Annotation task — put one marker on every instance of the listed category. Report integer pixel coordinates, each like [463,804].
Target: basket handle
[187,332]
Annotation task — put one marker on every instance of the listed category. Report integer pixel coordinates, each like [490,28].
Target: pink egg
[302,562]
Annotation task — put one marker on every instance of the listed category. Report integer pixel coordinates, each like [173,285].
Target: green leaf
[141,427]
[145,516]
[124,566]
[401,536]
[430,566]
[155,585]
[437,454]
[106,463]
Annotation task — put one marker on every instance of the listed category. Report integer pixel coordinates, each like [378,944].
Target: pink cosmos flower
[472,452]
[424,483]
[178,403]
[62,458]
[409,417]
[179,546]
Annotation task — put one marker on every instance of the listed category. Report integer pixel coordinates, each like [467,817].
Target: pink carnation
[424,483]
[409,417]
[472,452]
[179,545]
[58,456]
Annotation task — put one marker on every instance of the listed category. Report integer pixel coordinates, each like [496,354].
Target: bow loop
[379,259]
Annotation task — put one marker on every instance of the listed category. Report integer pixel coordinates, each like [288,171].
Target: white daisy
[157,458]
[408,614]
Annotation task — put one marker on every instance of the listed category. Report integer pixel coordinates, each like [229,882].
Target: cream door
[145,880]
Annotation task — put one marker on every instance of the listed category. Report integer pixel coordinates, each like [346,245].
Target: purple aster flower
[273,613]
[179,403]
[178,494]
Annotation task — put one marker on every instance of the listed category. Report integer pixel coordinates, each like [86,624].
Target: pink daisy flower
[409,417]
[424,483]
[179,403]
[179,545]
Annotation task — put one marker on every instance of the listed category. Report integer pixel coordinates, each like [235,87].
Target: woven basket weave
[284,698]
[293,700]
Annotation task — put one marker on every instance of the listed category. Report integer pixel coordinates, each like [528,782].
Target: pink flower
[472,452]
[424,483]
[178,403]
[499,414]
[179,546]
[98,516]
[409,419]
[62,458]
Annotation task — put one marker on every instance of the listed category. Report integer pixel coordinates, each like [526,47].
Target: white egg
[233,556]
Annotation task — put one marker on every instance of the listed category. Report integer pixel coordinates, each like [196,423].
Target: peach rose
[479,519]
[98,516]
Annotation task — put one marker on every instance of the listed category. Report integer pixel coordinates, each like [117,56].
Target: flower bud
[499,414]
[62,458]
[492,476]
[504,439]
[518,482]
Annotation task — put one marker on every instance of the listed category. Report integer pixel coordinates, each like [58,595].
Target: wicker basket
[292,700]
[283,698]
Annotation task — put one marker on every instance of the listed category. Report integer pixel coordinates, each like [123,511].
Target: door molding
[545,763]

→ Instruction: Could you repeat all of the items above, line for line, without changing anything?

→ Solution to this problem:
Annotation task — put one marker on every instance of the listed category. Report integer pixel coordinates, each like [463,804].
Target: basket handle
[187,332]
Annotation task — put one marker on every instance of the listed category. Report integer pixel coordinates, each like [490,28].
Target: pink egg
[302,562]
Annotation task — put one marker on every instance of the listed category. Report integer pixel coordinates, each like [173,285].
Target: green leaf
[141,427]
[145,516]
[124,566]
[401,536]
[430,566]
[155,585]
[437,454]
[106,463]
Annotation task — put one marker on every instance of the listed category. Report integer pixel coordinates, each like [378,944].
Target: pink cosmos flower
[472,452]
[424,483]
[178,403]
[62,458]
[409,417]
[179,546]
Annotation task — put one marker on every instance of the listed category. Report integer pixel coordinates, each like [467,817].
Target: pink carnation
[424,483]
[409,417]
[472,452]
[179,545]
[58,456]
Annotation task — put one marker on every instance of the listed category. Report integer pixel coordinates, each like [496,354].
Target: bow loop
[379,259]
Annotation task — put one marker on every instance of the listed category. Report integer pixel coordinates, each like [288,171].
Target: white daisy
[157,458]
[408,614]
Annotation task — put one marker on every instance of the listed category. Report integer pixel coordinates, each like [229,882].
Target: cream door
[145,880]
Annotation task — put one marker on every instance of the listed category. Report integer pixel coordinates, each like [346,245].
Target: purple aster flower
[273,613]
[179,403]
[178,494]
Annotation task — put one marker on every instance of the listed category. Report integer pixel coordinates, each like [86,624].
Target: pink daisy flower
[409,417]
[424,483]
[179,403]
[179,545]
Annotation task — put one marker on every instance of the listed category. Report integer pixel coordinates, each like [235,87].
Target: woven basket weave
[284,698]
[293,700]
Annotation task — put one marker on every instance of the listed category. Report integer pixel coordinates, each like [528,782].
Target: pink flower
[472,452]
[424,483]
[178,403]
[499,414]
[179,546]
[98,516]
[409,419]
[62,458]
Annotation task — put one marker on every instance of the listed category. Report integer pixel coordinates, each like [526,47].
Target: white egg
[233,556]
Annotation task — put one marker on every instance of the listed category. Report integer pixel coordinates, each like [196,423].
Target: peach rose
[479,519]
[98,516]
Annotation task — put one marker on every instance of the listed category. Report integer pixel coordinates, each like [117,56].
Target: flower bud
[499,414]
[62,458]
[492,476]
[504,439]
[518,482]
Annotation task — put one marker on every instance of the listed category. Report integer pixel coordinates, each like [58,595].
Target: wicker basket
[292,700]
[283,698]
Annotation task — put one marker on every instance of the listed category. Report integer pixel coordinates, each like [123,511].
Target: door molding
[545,763]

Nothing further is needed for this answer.